**Task to complete**: The lines to transcribe begin with the one containing "pumpkin stem and record the coordinates." and end with the last line below; reproduce them exactly, without the pictures.

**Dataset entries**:
· · ·

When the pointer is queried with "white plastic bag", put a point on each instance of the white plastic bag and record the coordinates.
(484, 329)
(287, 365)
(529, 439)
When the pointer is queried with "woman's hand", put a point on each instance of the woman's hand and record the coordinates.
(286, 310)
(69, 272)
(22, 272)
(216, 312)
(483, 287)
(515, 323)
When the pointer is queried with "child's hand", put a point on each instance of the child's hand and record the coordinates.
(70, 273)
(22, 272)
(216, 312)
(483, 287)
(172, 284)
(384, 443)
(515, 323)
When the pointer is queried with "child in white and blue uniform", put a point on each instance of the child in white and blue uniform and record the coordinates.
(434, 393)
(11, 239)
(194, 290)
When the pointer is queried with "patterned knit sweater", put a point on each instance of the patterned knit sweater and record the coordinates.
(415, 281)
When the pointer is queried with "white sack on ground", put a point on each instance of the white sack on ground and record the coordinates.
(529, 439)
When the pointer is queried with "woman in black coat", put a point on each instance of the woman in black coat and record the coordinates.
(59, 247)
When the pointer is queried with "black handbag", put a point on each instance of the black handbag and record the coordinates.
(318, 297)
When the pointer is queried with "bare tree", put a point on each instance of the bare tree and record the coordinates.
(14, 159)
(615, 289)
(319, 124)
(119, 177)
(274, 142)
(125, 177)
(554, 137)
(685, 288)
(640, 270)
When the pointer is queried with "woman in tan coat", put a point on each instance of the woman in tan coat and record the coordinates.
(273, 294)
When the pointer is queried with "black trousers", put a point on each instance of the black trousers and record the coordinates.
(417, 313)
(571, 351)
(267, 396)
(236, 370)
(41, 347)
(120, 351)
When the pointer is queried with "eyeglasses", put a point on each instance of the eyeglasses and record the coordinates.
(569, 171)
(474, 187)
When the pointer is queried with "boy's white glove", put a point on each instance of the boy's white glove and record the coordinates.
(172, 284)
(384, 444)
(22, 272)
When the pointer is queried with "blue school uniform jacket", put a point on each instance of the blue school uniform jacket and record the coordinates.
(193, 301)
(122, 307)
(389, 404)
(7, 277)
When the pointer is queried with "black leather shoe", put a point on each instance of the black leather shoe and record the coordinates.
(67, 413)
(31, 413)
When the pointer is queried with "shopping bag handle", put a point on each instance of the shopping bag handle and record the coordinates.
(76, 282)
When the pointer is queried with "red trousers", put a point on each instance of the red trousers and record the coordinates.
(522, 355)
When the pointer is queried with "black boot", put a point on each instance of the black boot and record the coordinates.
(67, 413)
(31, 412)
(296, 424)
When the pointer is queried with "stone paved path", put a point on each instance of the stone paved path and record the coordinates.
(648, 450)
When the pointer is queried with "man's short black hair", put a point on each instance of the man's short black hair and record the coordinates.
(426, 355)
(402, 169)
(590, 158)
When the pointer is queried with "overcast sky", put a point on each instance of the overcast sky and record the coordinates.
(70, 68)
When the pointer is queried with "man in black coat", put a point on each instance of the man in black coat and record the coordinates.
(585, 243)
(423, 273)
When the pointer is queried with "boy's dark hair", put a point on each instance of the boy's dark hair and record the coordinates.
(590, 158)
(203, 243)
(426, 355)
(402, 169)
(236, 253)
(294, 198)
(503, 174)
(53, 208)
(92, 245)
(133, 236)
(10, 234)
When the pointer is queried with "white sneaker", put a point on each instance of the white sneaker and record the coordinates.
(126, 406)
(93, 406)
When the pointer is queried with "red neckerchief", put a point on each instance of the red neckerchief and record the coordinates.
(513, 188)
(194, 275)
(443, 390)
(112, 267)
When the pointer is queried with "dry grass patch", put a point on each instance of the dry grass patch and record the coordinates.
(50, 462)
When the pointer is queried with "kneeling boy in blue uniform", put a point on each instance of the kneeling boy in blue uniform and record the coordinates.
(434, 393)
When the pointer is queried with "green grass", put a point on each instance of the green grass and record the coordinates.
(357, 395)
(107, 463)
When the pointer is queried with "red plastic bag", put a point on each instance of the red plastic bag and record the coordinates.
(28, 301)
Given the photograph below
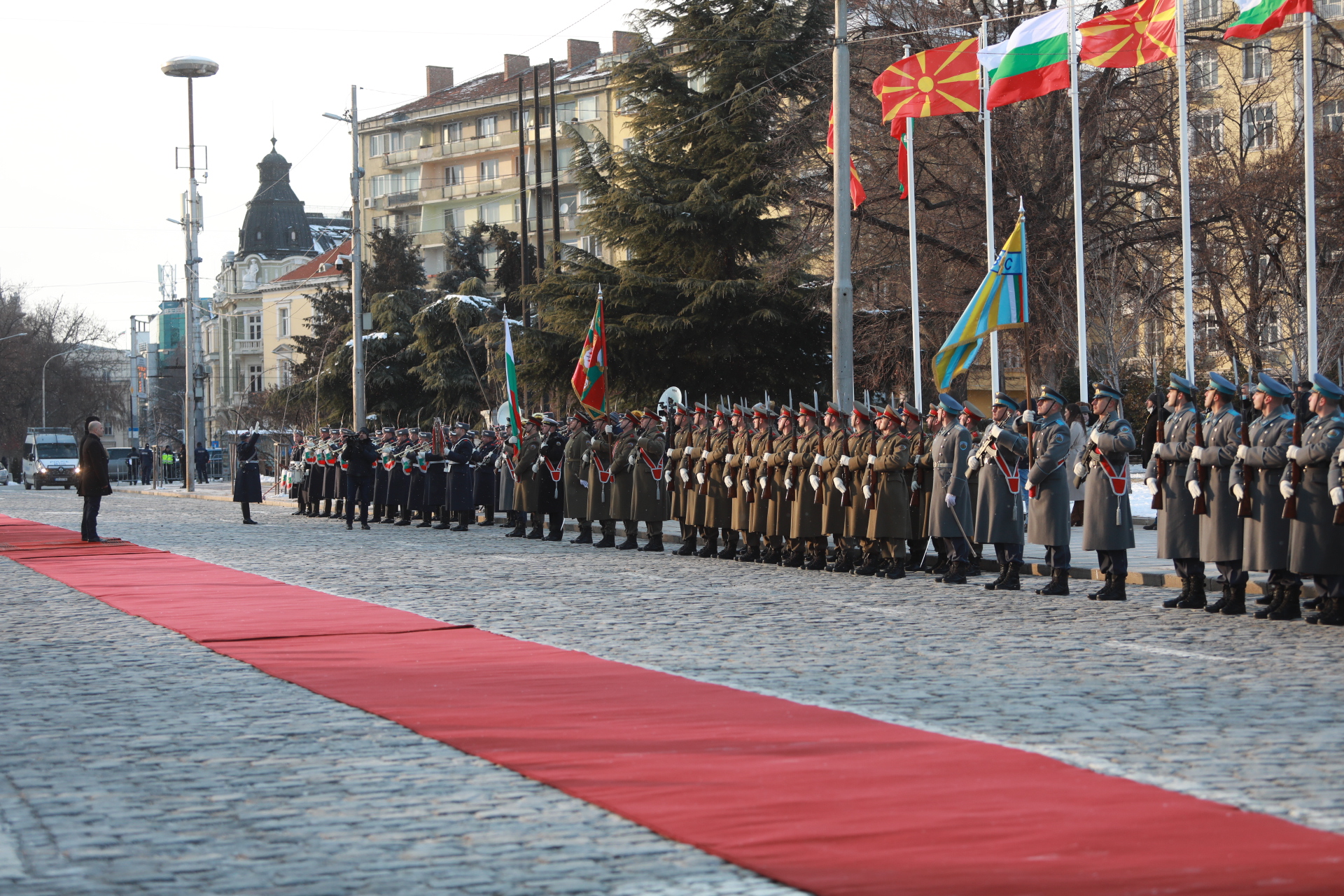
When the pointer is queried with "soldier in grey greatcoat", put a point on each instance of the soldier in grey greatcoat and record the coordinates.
(1177, 530)
(1256, 479)
(1104, 466)
(1316, 545)
(999, 516)
(949, 504)
(1047, 485)
(1219, 528)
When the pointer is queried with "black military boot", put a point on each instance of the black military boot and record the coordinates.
(1058, 583)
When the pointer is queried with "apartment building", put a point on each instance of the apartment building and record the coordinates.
(454, 158)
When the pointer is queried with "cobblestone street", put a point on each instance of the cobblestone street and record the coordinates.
(137, 761)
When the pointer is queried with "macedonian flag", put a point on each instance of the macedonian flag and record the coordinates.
(1132, 36)
(936, 83)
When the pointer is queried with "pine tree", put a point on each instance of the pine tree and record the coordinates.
(710, 296)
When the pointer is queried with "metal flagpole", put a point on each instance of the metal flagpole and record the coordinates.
(841, 288)
(990, 200)
(1186, 262)
(1081, 282)
(1310, 204)
(914, 258)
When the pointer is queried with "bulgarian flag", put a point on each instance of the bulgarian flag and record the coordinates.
(1034, 61)
(589, 378)
(515, 415)
(1262, 16)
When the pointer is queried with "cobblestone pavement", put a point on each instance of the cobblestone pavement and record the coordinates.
(1226, 708)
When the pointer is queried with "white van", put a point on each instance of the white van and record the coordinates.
(50, 457)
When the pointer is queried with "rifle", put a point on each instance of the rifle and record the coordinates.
(1294, 473)
(1200, 475)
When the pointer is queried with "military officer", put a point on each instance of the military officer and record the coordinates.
(1177, 528)
(1104, 465)
(1256, 477)
(1316, 545)
(999, 514)
(1047, 485)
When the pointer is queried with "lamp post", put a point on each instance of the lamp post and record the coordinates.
(356, 282)
(194, 414)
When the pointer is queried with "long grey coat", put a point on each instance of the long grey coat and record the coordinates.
(1177, 530)
(1316, 545)
(999, 517)
(1107, 520)
(948, 458)
(1049, 519)
(1221, 528)
(1265, 531)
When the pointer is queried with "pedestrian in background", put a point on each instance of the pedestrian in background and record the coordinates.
(93, 477)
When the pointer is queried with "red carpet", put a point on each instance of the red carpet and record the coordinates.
(824, 801)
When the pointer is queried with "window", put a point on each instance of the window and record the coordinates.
(1206, 132)
(1203, 70)
(1259, 127)
(1256, 61)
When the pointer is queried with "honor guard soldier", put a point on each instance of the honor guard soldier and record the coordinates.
(808, 496)
(888, 498)
(650, 492)
(1209, 480)
(1104, 469)
(575, 475)
(1177, 527)
(949, 507)
(1260, 465)
(1047, 485)
(1312, 479)
(999, 514)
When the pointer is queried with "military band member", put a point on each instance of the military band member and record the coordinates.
(1256, 477)
(1316, 545)
(1104, 466)
(999, 514)
(1177, 527)
(1047, 485)
(806, 517)
(575, 475)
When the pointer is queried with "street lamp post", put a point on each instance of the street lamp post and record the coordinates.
(194, 414)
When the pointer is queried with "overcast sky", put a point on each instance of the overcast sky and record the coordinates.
(92, 121)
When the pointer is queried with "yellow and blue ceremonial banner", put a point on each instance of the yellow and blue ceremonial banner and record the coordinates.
(999, 304)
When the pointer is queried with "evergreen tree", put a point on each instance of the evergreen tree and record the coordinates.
(710, 296)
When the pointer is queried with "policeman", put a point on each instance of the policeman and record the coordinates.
(1177, 527)
(1316, 545)
(1104, 465)
(1047, 485)
(1260, 466)
(999, 516)
(1219, 527)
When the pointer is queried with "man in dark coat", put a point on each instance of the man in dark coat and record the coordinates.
(93, 477)
(248, 481)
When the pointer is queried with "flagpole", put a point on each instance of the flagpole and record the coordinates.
(990, 200)
(914, 258)
(1081, 284)
(841, 288)
(1310, 204)
(1186, 262)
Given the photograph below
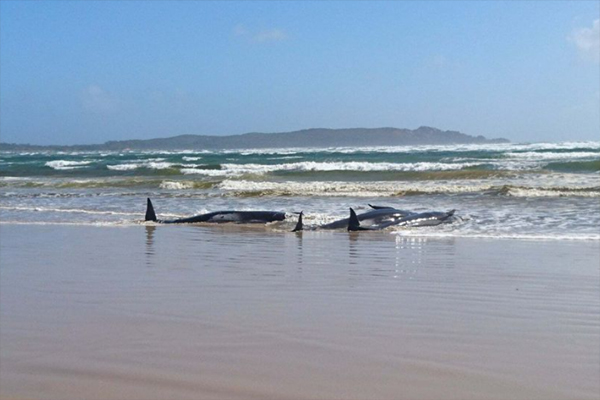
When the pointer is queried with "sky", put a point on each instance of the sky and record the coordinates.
(79, 72)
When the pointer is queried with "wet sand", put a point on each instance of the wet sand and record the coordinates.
(184, 312)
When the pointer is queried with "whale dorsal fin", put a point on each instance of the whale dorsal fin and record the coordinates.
(299, 226)
(353, 223)
(379, 207)
(150, 215)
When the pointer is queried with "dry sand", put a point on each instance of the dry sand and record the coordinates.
(183, 312)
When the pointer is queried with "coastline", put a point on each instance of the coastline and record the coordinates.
(233, 312)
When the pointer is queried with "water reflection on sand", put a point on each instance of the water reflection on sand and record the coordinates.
(181, 312)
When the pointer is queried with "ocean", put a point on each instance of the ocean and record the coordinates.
(526, 191)
(501, 303)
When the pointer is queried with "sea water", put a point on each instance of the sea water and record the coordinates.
(528, 191)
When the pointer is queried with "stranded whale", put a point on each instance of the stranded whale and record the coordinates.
(414, 219)
(378, 215)
(240, 217)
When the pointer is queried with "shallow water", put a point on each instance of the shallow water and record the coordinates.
(529, 191)
(143, 312)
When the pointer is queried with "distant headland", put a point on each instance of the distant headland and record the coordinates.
(316, 137)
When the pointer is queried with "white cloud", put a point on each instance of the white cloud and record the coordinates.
(240, 30)
(264, 36)
(271, 35)
(587, 41)
(97, 100)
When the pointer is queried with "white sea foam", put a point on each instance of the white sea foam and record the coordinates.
(66, 164)
(532, 155)
(343, 166)
(123, 167)
(420, 233)
(373, 189)
(172, 185)
(208, 172)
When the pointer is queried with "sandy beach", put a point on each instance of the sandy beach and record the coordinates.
(188, 312)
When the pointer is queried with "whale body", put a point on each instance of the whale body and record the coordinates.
(431, 218)
(240, 217)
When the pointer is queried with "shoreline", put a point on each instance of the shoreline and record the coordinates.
(224, 312)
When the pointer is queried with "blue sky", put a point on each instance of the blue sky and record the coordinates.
(75, 72)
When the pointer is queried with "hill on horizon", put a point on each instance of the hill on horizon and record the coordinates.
(315, 137)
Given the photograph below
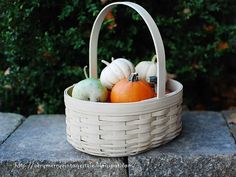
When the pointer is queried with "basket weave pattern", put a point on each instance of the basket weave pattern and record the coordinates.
(121, 136)
(122, 129)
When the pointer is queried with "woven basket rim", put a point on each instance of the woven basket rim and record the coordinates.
(178, 89)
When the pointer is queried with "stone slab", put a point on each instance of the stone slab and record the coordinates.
(8, 123)
(232, 127)
(204, 148)
(39, 148)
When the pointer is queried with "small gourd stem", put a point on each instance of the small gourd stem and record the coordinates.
(154, 58)
(105, 62)
(85, 73)
(133, 77)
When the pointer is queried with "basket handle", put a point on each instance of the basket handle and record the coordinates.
(159, 47)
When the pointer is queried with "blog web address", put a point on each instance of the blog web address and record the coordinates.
(32, 165)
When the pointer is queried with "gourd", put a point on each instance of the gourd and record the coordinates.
(90, 89)
(118, 69)
(145, 69)
(131, 90)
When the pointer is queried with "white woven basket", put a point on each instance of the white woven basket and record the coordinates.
(122, 129)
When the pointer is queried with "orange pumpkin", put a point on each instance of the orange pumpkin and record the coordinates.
(131, 90)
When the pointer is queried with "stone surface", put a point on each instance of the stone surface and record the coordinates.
(39, 148)
(8, 123)
(204, 148)
(232, 127)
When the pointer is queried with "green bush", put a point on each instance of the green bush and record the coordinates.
(44, 45)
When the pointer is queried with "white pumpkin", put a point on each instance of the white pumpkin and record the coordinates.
(145, 69)
(118, 69)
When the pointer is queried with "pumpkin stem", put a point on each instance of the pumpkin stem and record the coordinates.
(85, 73)
(105, 62)
(154, 58)
(133, 77)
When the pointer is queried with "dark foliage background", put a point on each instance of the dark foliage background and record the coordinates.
(44, 45)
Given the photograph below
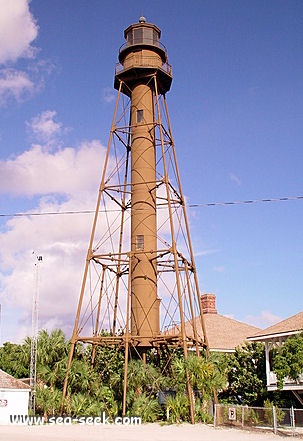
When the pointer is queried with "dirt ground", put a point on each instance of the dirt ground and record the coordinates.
(144, 432)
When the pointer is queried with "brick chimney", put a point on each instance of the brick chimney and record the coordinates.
(209, 304)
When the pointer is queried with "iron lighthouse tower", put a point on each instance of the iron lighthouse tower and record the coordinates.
(140, 287)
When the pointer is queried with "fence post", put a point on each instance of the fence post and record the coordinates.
(292, 419)
(274, 419)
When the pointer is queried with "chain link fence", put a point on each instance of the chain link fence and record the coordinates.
(275, 419)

· · ·

**Output of the exercise**:
When the pointer is queried with "pumpkin stem", put a point on each instance of the pumpkin stem and record the coordinates.
(85, 73)
(105, 62)
(154, 58)
(133, 77)
When the pointer is queried with "dark foliage background", put a point on each instance of the dark foliage background and record the coordinates.
(44, 45)
Given the photograph below
When the pointer is queried with "dirt ground", put a point on each instance of the dirt ground and record the coordinates.
(144, 432)
When the pointer is queried with "brick chimney", put a point on each instance of the brick chimney and record the coordinates.
(209, 304)
When the pointer is queried with "iron lighthouse tower", put a point on each instance of the iron lighthouse tower and record the coordinates.
(140, 287)
When the pointer is queried with "fence post", put a point on each instance of the fence post and record the coordinates.
(292, 419)
(274, 419)
When the pointer is queried with "chain link fence", put a point on each instance of the chain link fence and record the coordinates.
(275, 419)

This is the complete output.